─── Supplied entries

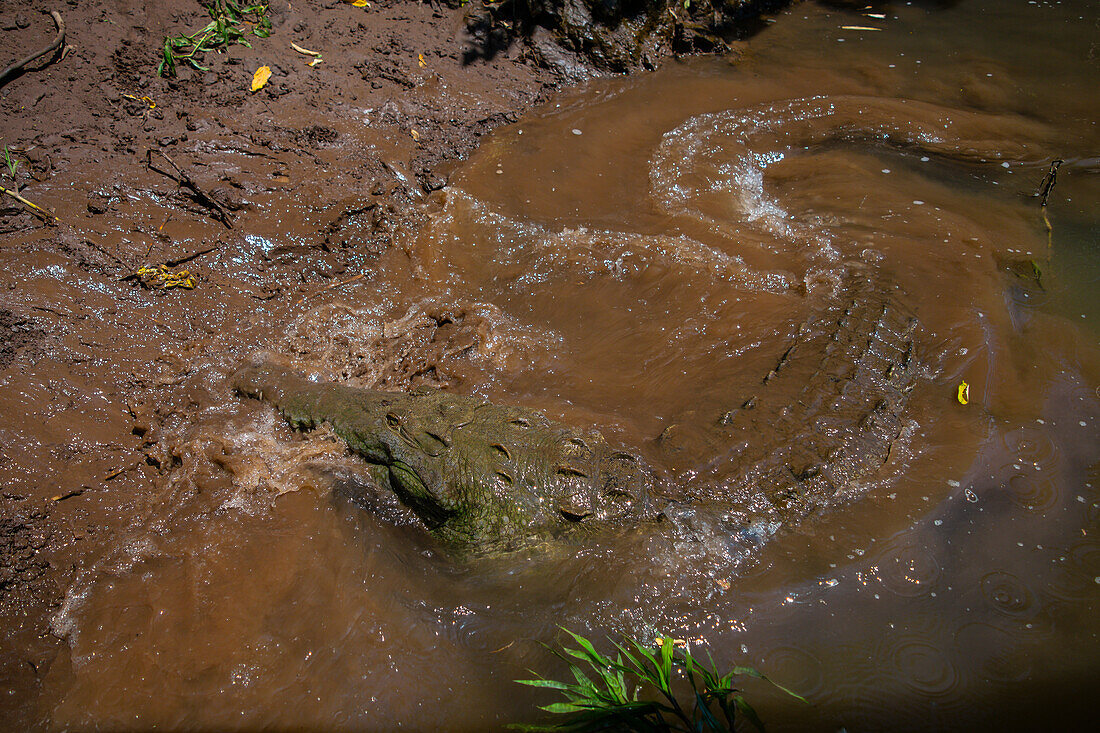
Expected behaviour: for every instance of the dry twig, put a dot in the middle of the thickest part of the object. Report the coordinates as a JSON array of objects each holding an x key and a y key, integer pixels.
[{"x": 185, "y": 181}]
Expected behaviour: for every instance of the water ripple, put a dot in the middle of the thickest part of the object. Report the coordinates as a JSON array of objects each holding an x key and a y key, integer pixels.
[{"x": 909, "y": 568}]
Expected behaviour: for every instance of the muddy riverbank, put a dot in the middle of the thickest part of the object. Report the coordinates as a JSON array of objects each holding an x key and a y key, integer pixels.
[
  {"x": 631, "y": 253},
  {"x": 94, "y": 367}
]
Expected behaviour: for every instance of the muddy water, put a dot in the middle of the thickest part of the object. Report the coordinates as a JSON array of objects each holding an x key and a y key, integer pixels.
[{"x": 635, "y": 256}]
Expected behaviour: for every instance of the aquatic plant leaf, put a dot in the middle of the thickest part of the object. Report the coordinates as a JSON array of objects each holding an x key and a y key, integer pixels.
[{"x": 260, "y": 78}]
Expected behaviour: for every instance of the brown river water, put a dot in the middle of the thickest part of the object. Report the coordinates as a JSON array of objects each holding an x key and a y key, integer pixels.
[{"x": 627, "y": 256}]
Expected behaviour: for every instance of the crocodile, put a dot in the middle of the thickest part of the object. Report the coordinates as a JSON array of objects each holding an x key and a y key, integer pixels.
[
  {"x": 823, "y": 419},
  {"x": 479, "y": 474},
  {"x": 487, "y": 478}
]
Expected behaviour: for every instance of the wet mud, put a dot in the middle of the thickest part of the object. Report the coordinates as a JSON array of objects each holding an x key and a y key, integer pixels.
[{"x": 700, "y": 263}]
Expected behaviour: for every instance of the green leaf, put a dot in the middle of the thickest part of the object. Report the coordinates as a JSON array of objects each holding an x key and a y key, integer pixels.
[
  {"x": 551, "y": 684},
  {"x": 559, "y": 708}
]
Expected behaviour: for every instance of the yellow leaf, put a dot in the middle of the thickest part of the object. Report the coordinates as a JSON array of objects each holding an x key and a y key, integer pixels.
[{"x": 260, "y": 78}]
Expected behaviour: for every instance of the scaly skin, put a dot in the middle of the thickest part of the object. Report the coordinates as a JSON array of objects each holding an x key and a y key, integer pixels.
[{"x": 483, "y": 476}]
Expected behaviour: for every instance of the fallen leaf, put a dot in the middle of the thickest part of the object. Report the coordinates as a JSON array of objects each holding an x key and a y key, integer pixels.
[{"x": 260, "y": 78}]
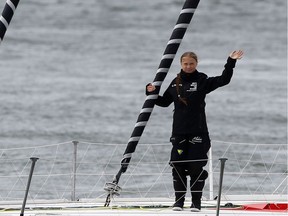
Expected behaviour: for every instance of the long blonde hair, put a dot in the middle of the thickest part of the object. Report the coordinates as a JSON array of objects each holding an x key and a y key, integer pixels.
[{"x": 189, "y": 54}]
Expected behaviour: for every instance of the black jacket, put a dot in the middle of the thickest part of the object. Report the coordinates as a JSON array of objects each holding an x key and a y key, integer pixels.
[{"x": 191, "y": 118}]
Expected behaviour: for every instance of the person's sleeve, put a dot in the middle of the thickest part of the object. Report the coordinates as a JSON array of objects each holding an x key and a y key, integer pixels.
[{"x": 213, "y": 83}]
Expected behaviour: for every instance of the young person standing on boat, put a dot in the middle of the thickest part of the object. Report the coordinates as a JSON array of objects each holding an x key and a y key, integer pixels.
[{"x": 190, "y": 136}]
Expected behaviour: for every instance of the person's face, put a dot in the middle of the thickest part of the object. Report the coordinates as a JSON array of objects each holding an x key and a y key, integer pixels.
[{"x": 188, "y": 64}]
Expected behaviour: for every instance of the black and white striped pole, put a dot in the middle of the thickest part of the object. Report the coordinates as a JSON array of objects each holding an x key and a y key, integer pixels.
[
  {"x": 6, "y": 16},
  {"x": 173, "y": 44}
]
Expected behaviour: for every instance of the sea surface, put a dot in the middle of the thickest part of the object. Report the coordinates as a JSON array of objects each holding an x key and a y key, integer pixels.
[{"x": 77, "y": 70}]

──────

The answer consists of the records repeated exactly, without any images.

Answer to this task
Expected behaviour: for every instance of the dry twig, put a dot in the middle of the thickest part of the object. Report the coordinates as a JSON array of objects each holding an x key and a y key, integer pixels.
[{"x": 185, "y": 181}]
Expected behaviour: for every instance of the water ripple, put a dot in the middle of the thickest part of the object. Report the coordinates as a JSON array of objects each holding an x key and a y key, integer pixels.
[{"x": 909, "y": 568}]
Expected behaviour: for every instance of the muddy riverbank, put a dot in the middle of the thickest part of the object. Report the coordinates as a JSON array of objects each holding an x key and a y key, integer pixels.
[
  {"x": 631, "y": 253},
  {"x": 94, "y": 367}
]
Expected behaviour: for every instance of the muddy water, put a dot in the middle of the thickest part of the object. Report the coordinates as a JSON array of objects each holding an x key and a y key, integer pixels.
[{"x": 635, "y": 256}]
Expected behaviour: for every instance of the aquatic plant leaf, put a dot in the middle of the thickest part of the object. Report the coordinates as a JSON array of objects each holding an x key and a y key, integer pixels.
[{"x": 260, "y": 78}]
Expected behaviour: for every instance of the brown river water, put a dot in the middle of the thickest part of the object. Report the coordinates as a JSON array of objects each holding an x key and a y key, integer pixels.
[{"x": 627, "y": 256}]
Expected behaviour: for every instance of the crocodile, put a dot in the middle of the thickest part of the object. Report the coordinates as a JSON array of objects each holding an x key and a y key, integer pixels.
[
  {"x": 823, "y": 419},
  {"x": 479, "y": 474},
  {"x": 487, "y": 478}
]
Expected behaviour: for every instance of the wet mud, put a dot in the middle of the thickest part of the object. Report the coordinates as a JSON array of objects each holding an x key and a y key, integer pixels.
[{"x": 700, "y": 263}]
Expected behaviour: for every instance of the green leaf, put a dot in the middle of the thickest part of the object. Report the coordinates as a JSON array of objects each holding an x key and a y key, integer pixels.
[
  {"x": 551, "y": 684},
  {"x": 559, "y": 708}
]
Expected behaviour: for every instance of the yellow leaf, put a dot in the middle of the thickest part of the object. Report the coordinates as a JSON array of objects each holding an x key and a y key, integer pixels.
[{"x": 260, "y": 78}]
Expected behaviour: for every instance of the scaly skin, put a dot in the middle of the thickest part of the object. Report the coordinates as a JSON array of objects each holding an x key and a y key, integer pixels.
[{"x": 483, "y": 476}]
Expected behaviour: for every instance of the fallen leaf, put a dot in the middle of the thickest part of the object. Report the coordinates as a JSON array of objects each holding an x key and a y key, integer pixels.
[{"x": 260, "y": 78}]
Expected behaviour: for every instance of the long blonde hair, put a dot in the middle of the thickest part of the object. Report the coordinates as a JSON array of objects each holding an x key and a y key, integer pixels.
[{"x": 189, "y": 54}]
Expected behaviour: for every instance of the black jacket, put a dot in the middle of the thickest part of the object. Report the coordinates as a JSON array of objects each holding an x key and a y key, integer pixels.
[{"x": 191, "y": 118}]
Expected behaviour: for every instance of the person's sleeve, put a dot in the middle of the thickest part of the object. Report the coordinates as a JSON array of objects each holding an x key and a y key, integer pixels.
[{"x": 213, "y": 83}]
Expected behaviour: for every instance of the young person standing on boat, put a dot in the middle of the thickest part of the object. Report the coordinates as a JSON array of objects each holding an x key and a y key, integer pixels.
[{"x": 190, "y": 136}]
Expected behaviour: for every instance of the person's face, put a dot in the middle of the thickest part of the object. Report the coordinates as a JSON array of objects each holding an x key and a y key, integer pixels.
[{"x": 188, "y": 64}]
Expected behaviour: for every instance of the black and white striped pole, put a dot in the middle of the thickest part of the object. Report the coordinates as a JSON array of objects each holding an x key and a y key, integer pixels.
[
  {"x": 6, "y": 16},
  {"x": 173, "y": 44}
]
Expected behaviour: for every instance of the sea surface, put a dot in the middle of the thickest part of the object. Report the coordinates as a JSON array of objects each holding an x key and a y key, integer pixels.
[{"x": 77, "y": 70}]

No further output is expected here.